_TASK GOAL_. Down to the last line, reproduce the data that follows, but skip the pictures.

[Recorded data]
--------------------------------

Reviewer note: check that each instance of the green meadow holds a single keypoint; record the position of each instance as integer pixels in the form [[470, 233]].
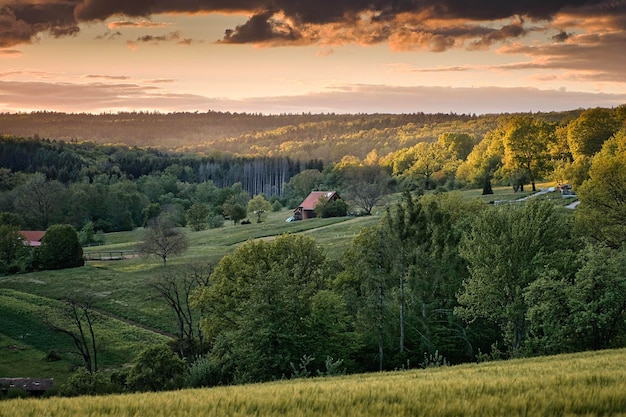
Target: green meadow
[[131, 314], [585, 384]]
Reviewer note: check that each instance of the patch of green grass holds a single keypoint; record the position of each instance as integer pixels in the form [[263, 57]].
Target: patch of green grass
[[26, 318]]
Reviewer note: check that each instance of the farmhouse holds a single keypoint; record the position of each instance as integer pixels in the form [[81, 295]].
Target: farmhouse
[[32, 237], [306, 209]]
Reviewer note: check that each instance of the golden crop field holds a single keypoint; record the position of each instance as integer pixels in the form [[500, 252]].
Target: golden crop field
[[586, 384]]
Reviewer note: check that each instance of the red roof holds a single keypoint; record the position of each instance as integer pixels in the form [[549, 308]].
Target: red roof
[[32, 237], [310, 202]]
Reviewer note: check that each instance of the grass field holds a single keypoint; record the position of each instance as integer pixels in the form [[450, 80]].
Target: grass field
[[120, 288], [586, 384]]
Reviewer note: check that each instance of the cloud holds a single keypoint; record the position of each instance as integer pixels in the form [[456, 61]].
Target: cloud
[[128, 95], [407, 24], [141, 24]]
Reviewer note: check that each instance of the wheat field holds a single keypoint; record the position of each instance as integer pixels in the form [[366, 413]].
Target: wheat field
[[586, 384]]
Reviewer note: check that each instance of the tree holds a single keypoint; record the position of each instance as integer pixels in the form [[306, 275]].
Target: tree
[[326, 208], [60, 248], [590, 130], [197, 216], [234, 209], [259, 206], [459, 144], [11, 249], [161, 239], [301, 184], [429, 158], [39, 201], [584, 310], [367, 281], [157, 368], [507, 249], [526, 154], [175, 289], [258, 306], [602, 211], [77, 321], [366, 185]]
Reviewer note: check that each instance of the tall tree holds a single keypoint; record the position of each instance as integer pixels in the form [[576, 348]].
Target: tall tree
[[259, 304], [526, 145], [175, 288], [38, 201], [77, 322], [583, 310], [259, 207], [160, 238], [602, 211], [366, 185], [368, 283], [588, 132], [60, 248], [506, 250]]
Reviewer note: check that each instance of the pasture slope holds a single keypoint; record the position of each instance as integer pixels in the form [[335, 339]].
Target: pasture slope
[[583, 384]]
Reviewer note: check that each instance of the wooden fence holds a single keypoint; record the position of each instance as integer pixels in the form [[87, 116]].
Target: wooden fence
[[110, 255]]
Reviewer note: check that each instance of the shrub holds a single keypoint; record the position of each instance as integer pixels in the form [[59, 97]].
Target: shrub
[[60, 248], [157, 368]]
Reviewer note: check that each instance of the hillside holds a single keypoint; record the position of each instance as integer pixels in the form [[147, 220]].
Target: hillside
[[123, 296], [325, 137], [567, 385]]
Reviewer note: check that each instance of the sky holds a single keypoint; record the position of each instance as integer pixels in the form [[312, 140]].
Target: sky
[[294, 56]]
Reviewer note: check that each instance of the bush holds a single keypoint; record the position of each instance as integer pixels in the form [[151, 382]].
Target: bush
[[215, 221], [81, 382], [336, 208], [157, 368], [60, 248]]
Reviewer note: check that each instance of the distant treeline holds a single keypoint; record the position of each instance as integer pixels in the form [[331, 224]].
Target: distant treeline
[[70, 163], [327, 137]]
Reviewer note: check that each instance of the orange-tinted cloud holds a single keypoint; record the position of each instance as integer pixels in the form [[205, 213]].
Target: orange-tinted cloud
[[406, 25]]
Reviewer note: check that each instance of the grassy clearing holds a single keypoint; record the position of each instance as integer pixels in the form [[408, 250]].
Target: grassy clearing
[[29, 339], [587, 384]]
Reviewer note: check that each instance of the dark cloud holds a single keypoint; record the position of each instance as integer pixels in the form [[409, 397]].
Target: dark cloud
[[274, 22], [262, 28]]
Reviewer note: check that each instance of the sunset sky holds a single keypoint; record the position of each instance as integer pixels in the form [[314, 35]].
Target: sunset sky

--------------------------------

_REPLY_.
Reviewer note: check that each instance of the green meadow holds a single keypoint; record the position of each instance as integer pixels in the form [[470, 233]].
Target: green meadow
[[131, 314], [585, 384]]
Reviewer note: check that each instance of the patch of green grass holds a single keypoint; record the position of each instance as integer pixels in the form [[263, 57]].
Target: patch of green grass
[[26, 318]]
Reviewer note: check that each instance of the farmhouse holds a single keypoint; record the position of each instance as integer pixels in the form [[81, 295]].
Target: farmhouse
[[32, 237], [306, 209]]
Reviewer note: check that each instance of the golden crop field holds a single keypoint; record the position of each instance as integer pixels in the form [[500, 252]].
Target: golden crop field
[[586, 384]]
Reviewer note: check that each instance of the red roof holds a single keypoint; record the position of each instance as integer pixels in the form [[549, 308]].
Target: red roof
[[32, 237], [310, 202]]
Reviewer note: check that each instance of the grass field holds a single keypoint; record the position of each instance as integer pixels in the form [[450, 80]].
Target: grass field
[[120, 288], [586, 384]]
Reviewer note: check that each instance of the cloud holds a single keypoint; record the position of each instance as integer pixels in the form [[456, 61]].
Target: cloud
[[128, 95], [407, 24], [141, 24]]
Reviewer note: check that each instance of the wheat field holds a single keypoint; record the position of each instance as integer pixels in the form [[366, 413]].
Target: wheat field
[[586, 384]]
Reviewer note: check that each instance of the tree holds a single keypoint; record the position of each instance as integer pixels in the form [[306, 275]].
Target: tree
[[326, 208], [60, 248], [590, 130], [197, 216], [234, 209], [259, 206], [459, 144], [11, 249], [161, 239], [301, 184], [429, 158], [39, 201], [584, 310], [367, 281], [157, 368], [507, 249], [526, 154], [175, 289], [258, 306], [602, 211], [77, 321], [366, 185]]
Reviewer note: check that each instance of the tall tree holds a single keypoint; record the position of each instance as integer pixels in the form [[576, 348]].
Target: tall tree
[[259, 304], [526, 145], [175, 288], [38, 201], [77, 322], [583, 310], [259, 207], [160, 238], [602, 211], [366, 185], [368, 283], [588, 132], [60, 248], [506, 250]]
Reviewer note: check that each instance of the pasture slope holds a single keypoint; record the position of each instance as integer pixels in the form [[335, 339]].
Target: pasture slope
[[583, 384]]
Reviewer note: check that each instance of the wooden fence holds a single keypoint; record the position of each instance as integer pixels in the form [[87, 116]].
Target: wooden fence
[[110, 255]]
Reviewer note: check that each instance of the shrub holds a single keypoint; record the position of each instance as integer pixels in the form [[59, 97]].
Target: shrub
[[60, 248], [157, 368]]
Reviewer note: check that each instance of the hillside holds a single keypoint; record the position of each instance as integer pixels in the form [[147, 220]].
Target: hillside
[[123, 296], [325, 137], [567, 385]]
Reviewer note: check that each instance of the sky holds a single keypoint; record the position of each instance as integer pixels in the form [[312, 140]].
Target: sky
[[294, 56]]
Reviewer note: check that each instance of the bush holds a single keypoint; record the position of each instance as integer pixels in the form [[151, 382]].
Target: bush
[[215, 221], [81, 382], [336, 208], [157, 368], [60, 248]]
Reviewer note: check that each instance of the distant treeline holds a single keypoint; record the position of each instance as integer pixels in the form [[331, 224]].
Target: distant treeline
[[70, 163], [327, 137]]
Reviewer note: check that each instance of the orange-tinted cloud holds a single keypoint; record the position of each instance as integer pixels in the form [[205, 213]].
Target: orange-tinted cloud
[[406, 25]]
Reviewer note: check that each instance of the grassy clearing holds a single keypoint; record the position of each instance as integer pixels in the form [[408, 250]].
Target: grassy clearing
[[29, 339], [587, 384]]
Reviewer note: check that each instance of the dark cloud holds a single keypoint; record the position of each instance as integer pixels in the form [[409, 397]].
Target: dark cloud
[[274, 22], [262, 28]]
Reviewer note: check that each instance of the sunset sky holds a single keypoint; record the position of each instance as integer pixels in the form [[314, 35]].
Target: sunset sky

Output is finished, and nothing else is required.